Copy the lines of the material below verbatim, starting at the line that contains "Place a dot on every instance of the distant" and ending at the line that contains "Place a dot on every instance of the eyebrow, one", with both of those lines included. Leave the pictures out of your copy.

## Recorded information

::::::::

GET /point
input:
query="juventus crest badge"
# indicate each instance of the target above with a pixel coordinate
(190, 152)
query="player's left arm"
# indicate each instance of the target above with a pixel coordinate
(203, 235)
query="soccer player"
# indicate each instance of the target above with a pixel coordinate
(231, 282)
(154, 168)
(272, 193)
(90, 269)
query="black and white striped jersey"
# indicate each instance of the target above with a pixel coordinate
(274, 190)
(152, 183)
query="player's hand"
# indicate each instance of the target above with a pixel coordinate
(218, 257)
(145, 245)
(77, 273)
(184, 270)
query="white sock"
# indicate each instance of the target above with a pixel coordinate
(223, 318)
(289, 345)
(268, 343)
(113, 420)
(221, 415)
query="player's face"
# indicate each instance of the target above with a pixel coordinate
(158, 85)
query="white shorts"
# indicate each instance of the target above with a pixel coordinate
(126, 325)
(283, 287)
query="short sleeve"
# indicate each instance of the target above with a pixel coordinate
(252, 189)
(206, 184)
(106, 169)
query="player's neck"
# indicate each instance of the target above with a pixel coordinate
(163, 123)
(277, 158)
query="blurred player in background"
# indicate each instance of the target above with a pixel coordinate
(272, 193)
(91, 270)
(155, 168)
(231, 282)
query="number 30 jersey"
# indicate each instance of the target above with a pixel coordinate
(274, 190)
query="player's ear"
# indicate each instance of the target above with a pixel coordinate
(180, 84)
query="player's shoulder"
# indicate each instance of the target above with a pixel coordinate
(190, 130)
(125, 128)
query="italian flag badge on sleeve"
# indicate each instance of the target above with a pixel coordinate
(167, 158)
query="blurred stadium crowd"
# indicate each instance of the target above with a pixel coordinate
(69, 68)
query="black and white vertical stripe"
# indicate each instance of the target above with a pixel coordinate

::::::::

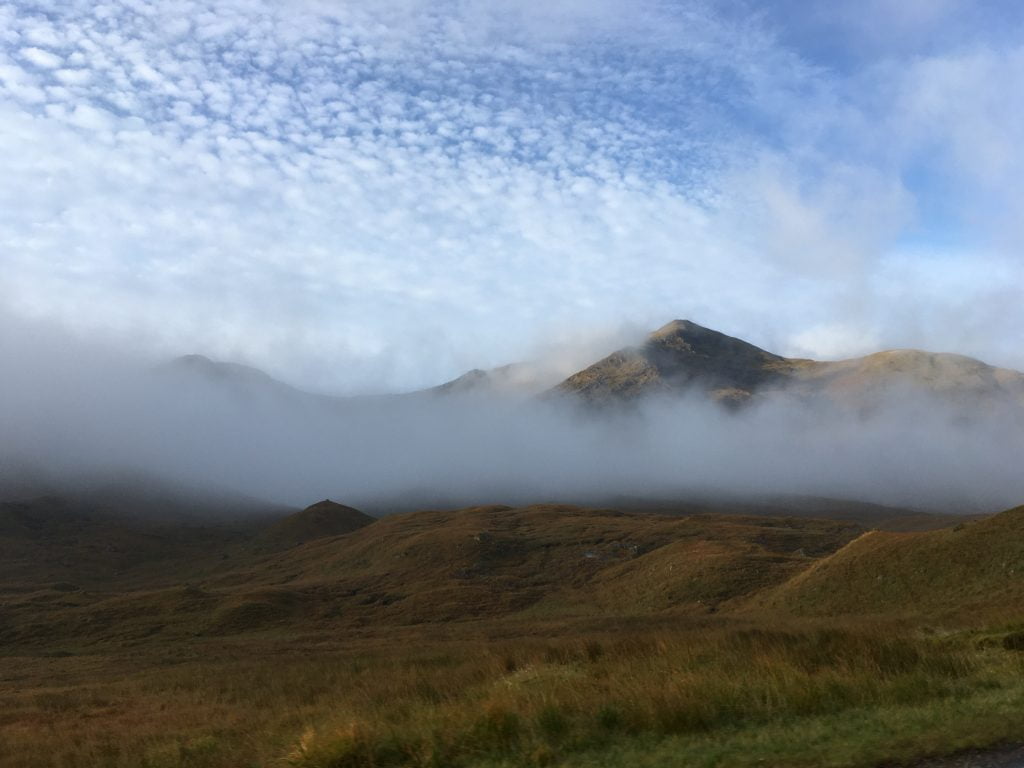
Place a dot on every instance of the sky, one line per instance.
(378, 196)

::::::::

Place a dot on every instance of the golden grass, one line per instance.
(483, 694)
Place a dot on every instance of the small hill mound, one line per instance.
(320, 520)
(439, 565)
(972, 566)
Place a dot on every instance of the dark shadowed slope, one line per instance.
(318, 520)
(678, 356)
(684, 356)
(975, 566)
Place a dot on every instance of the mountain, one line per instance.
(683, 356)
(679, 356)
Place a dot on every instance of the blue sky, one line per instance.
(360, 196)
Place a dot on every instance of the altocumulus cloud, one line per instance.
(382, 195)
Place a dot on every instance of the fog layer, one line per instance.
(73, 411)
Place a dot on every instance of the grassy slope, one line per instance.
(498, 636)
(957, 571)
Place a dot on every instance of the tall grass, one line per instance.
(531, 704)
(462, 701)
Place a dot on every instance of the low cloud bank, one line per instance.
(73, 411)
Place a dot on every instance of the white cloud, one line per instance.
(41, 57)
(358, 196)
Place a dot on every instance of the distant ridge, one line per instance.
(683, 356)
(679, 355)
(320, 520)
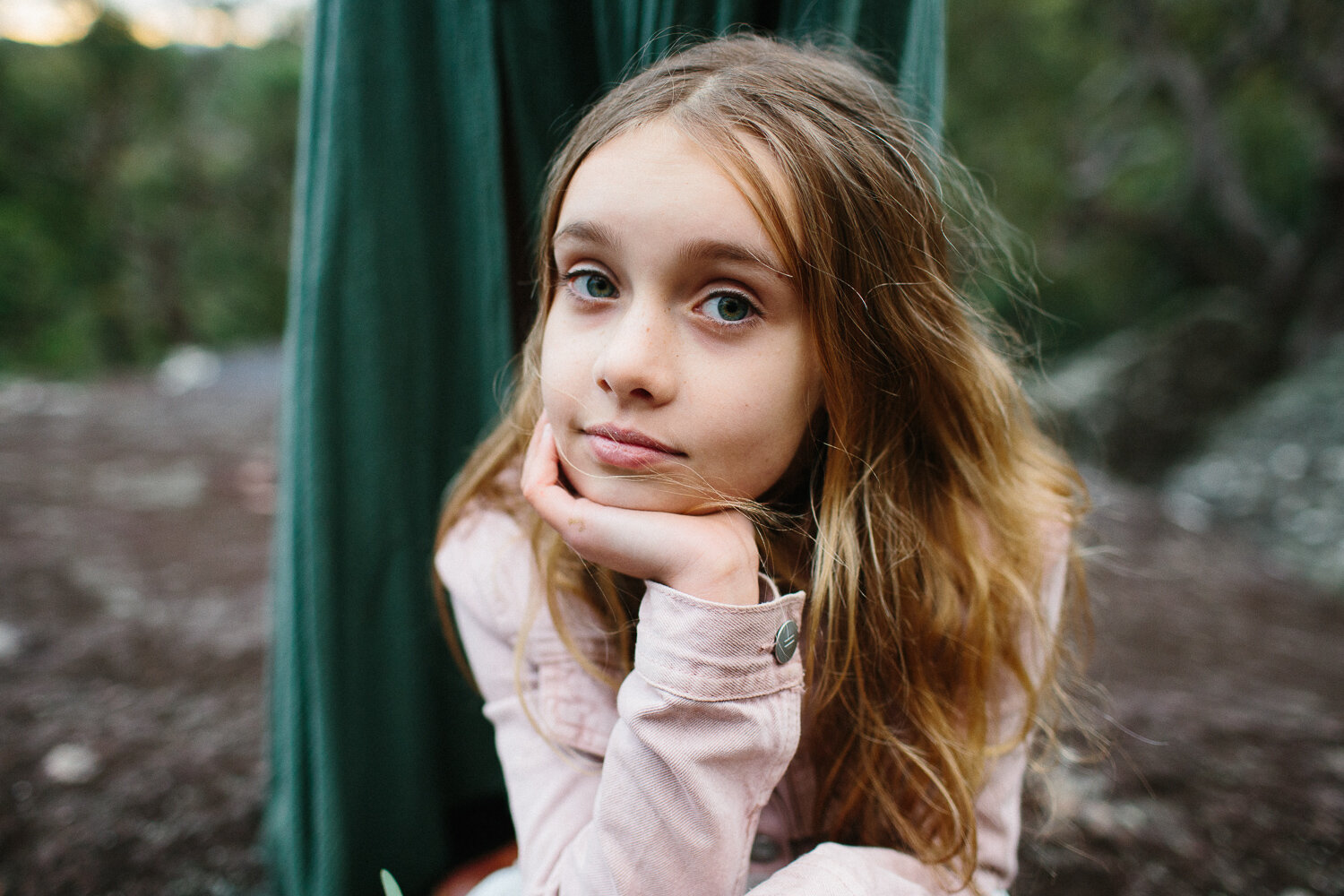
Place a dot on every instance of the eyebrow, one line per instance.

::::::::

## Finished answer
Place a dot on every instance of the distant ridge, one line per instance.
(683, 356)
(679, 355)
(320, 520)
Place a dot on every instance of the eyebrow, one line per instance.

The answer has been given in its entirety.